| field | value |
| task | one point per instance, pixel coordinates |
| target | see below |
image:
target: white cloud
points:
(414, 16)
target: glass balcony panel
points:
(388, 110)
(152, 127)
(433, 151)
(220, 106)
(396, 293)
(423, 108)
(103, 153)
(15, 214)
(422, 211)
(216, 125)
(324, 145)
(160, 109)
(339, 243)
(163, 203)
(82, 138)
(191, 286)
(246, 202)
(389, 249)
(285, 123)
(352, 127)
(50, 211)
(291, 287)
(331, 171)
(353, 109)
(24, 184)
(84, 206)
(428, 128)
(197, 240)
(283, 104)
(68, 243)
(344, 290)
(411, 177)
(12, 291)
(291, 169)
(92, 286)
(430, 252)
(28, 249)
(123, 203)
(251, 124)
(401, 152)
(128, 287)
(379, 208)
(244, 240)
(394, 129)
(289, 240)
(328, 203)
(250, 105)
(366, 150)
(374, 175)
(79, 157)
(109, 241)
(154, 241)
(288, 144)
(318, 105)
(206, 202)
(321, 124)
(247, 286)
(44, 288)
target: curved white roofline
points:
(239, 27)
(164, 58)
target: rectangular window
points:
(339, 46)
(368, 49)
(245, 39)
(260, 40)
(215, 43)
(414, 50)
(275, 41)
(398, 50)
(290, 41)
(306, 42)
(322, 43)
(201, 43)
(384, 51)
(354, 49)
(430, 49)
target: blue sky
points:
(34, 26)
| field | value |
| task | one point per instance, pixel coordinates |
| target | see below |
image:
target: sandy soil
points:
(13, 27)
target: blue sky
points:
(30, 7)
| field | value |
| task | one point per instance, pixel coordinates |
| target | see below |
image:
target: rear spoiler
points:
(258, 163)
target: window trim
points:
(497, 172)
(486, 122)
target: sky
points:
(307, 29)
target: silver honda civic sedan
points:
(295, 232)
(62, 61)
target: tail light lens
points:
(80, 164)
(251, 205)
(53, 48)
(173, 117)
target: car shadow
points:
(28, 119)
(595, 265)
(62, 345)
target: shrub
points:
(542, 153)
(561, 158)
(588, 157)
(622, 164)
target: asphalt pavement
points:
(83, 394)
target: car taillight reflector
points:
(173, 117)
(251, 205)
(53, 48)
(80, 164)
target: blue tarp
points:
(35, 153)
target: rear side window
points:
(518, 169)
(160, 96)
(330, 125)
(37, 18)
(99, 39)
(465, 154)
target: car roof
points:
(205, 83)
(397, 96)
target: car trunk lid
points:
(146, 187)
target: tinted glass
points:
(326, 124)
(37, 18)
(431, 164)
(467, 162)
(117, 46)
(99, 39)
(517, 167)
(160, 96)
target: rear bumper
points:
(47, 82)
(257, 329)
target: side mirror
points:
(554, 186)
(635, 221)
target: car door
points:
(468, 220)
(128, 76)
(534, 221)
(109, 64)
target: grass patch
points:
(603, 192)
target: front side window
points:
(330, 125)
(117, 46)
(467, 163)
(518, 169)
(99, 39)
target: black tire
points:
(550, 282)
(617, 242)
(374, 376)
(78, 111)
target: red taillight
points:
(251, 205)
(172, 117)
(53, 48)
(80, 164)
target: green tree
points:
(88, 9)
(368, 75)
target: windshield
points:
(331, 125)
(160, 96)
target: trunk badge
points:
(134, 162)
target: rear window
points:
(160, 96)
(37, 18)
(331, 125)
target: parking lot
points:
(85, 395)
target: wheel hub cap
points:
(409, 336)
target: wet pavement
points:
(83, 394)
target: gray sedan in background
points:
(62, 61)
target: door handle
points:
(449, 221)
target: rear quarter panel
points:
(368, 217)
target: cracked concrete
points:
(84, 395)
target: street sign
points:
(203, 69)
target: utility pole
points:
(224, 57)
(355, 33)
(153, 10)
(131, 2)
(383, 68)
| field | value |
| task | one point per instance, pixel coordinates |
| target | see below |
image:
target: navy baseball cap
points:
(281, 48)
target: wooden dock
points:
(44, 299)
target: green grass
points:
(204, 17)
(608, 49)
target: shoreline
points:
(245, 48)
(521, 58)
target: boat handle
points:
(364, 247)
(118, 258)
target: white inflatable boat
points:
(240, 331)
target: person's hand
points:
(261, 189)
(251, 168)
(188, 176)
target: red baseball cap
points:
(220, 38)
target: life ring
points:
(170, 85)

===

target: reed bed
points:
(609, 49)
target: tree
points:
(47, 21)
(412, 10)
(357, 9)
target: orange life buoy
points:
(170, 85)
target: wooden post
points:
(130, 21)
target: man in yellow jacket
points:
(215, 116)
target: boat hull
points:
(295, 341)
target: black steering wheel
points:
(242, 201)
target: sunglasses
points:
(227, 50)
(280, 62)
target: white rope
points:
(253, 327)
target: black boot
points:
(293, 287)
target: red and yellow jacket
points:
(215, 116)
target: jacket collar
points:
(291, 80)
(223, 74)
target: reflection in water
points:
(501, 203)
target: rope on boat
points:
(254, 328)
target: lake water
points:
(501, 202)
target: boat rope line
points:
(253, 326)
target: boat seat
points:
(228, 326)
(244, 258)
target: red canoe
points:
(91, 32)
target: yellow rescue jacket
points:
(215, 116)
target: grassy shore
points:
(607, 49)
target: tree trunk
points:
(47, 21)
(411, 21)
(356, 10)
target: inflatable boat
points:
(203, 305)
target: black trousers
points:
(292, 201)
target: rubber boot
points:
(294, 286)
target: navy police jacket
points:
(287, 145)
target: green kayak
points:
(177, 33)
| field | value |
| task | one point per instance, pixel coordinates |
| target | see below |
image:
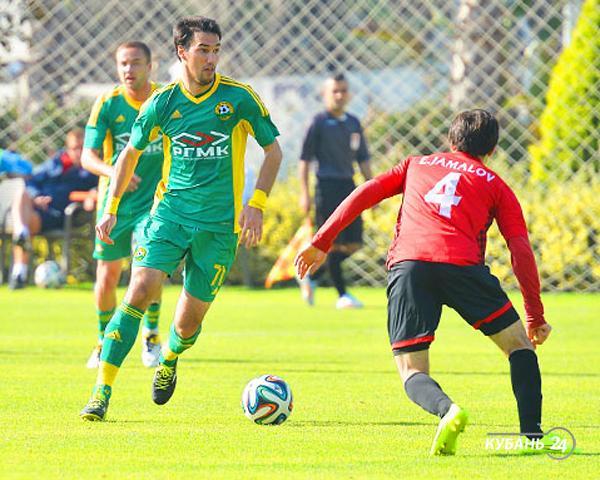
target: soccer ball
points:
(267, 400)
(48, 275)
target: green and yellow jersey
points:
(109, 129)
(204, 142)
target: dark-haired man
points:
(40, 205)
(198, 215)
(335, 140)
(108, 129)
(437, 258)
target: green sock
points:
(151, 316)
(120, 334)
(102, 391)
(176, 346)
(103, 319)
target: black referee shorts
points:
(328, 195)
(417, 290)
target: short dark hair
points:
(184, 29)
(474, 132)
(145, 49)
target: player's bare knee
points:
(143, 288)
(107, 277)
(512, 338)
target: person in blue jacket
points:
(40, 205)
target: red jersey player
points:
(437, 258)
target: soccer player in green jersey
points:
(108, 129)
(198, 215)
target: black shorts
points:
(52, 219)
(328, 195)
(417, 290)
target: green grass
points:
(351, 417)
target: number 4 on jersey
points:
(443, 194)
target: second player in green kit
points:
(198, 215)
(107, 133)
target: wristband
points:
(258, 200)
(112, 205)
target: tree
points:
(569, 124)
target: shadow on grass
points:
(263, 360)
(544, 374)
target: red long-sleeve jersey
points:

===

[TASK GOAL] Pick out every line of the records that contains the word "life" and copy each one.

[WORKED ANSWER]
target: life ring
target: orange life buoy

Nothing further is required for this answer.